Object position labeling entries:
= = = = = = =

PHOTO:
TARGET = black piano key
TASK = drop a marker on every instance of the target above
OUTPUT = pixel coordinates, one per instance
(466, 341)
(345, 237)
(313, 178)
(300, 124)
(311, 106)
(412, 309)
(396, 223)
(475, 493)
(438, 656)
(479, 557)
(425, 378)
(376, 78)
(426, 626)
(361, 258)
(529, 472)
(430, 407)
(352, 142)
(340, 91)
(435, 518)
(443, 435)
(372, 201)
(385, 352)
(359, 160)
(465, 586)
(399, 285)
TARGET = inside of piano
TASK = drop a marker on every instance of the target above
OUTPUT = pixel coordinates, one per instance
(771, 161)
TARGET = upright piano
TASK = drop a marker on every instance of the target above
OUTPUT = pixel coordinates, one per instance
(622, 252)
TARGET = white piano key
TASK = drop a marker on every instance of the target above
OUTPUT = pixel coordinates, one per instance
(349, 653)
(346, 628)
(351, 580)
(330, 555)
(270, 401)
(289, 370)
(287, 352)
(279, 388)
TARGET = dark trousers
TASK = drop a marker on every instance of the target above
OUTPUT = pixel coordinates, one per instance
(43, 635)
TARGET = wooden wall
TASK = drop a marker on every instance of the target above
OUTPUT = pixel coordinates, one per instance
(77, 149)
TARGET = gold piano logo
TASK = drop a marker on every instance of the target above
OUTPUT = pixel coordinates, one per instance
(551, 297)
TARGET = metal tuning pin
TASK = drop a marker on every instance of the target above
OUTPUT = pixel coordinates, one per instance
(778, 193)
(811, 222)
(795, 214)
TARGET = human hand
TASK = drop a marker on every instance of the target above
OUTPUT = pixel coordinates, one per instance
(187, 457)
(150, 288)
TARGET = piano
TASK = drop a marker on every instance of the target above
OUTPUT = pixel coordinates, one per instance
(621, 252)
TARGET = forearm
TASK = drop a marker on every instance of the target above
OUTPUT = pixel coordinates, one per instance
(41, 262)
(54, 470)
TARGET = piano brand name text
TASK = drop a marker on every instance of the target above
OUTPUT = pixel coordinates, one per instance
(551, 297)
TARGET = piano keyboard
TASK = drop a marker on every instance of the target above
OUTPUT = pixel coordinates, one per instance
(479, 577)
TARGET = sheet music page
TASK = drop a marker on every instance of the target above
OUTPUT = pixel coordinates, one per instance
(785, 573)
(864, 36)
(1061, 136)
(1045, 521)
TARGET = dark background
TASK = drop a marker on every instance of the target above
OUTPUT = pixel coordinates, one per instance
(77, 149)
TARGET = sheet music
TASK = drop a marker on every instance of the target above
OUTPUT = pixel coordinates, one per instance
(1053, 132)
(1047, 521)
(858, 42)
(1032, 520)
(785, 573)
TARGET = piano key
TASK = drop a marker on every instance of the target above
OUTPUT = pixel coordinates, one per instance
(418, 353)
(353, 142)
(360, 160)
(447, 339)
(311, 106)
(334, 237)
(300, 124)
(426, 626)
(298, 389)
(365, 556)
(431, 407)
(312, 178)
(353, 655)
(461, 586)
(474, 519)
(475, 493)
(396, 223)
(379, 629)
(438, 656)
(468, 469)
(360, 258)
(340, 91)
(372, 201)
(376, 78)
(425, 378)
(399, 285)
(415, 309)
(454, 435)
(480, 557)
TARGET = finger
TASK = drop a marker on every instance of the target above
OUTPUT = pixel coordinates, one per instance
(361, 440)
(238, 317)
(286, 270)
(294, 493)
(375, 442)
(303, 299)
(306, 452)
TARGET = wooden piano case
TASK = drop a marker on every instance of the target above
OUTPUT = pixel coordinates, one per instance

= = = = = = =

TASK DIRECTIONS - Reproduce verbatim the lines of the material above, starting at the line containing "TARGET = piano keyboard" and continuing down through the line containing "(1045, 521)", with both of those lines included.

THE SOLUTION -
TARGET = piano keyboard
TASK = drop a marker on every instance of the target above
OUTPUT = pixel coordinates, one per instance
(479, 577)
TARGET = sheet music page
TASK = drop a marker on every instance of the target above
OUTPUT = pixel coordinates, one per instance
(785, 573)
(864, 36)
(1061, 136)
(1045, 521)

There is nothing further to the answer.